[Source data]
** BEGIN **

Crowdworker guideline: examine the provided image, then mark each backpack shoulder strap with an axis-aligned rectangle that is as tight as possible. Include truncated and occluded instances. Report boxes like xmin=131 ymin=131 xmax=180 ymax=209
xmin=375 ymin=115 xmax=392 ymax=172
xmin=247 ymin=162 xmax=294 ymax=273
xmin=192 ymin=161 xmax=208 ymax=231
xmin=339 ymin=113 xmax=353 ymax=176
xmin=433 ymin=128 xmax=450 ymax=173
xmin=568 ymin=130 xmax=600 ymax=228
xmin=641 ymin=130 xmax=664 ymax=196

** END **
** BEGIN **

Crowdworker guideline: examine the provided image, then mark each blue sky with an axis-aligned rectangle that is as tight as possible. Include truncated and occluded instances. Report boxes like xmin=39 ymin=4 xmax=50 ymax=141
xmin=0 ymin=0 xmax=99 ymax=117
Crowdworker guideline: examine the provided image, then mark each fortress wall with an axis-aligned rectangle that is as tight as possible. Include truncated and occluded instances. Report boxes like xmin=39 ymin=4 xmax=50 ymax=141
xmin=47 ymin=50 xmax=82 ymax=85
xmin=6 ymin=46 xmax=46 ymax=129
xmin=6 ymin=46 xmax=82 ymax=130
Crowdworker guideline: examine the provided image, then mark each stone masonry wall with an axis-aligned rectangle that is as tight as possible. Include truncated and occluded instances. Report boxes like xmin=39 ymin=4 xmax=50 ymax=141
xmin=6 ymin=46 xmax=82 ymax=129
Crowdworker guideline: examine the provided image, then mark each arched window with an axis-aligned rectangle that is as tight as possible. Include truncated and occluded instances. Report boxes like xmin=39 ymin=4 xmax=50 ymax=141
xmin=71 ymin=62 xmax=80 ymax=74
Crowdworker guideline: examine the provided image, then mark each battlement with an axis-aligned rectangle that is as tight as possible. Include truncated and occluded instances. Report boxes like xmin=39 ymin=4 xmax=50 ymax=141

** END **

**Task brief**
Write out the part of the entries that opens with the line containing "ymin=131 xmax=180 ymax=209" and closes with the line containing "xmin=247 ymin=162 xmax=294 ymax=273", resizing every coordinate in the answers by a factor of 1.65 and rounding each to a whole number, halves up. Keep every line, and leave all numbers outside the answers as they are.

**Finished answer**
Crowdworker guideline: examine the provided image, then mark each backpack shoulder strap with an axis-aligned rectangle that is as tight as possible. Include truncated and occluded instances. Report boxes like xmin=131 ymin=131 xmax=180 ymax=209
xmin=619 ymin=190 xmax=647 ymax=284
xmin=408 ymin=267 xmax=485 ymax=450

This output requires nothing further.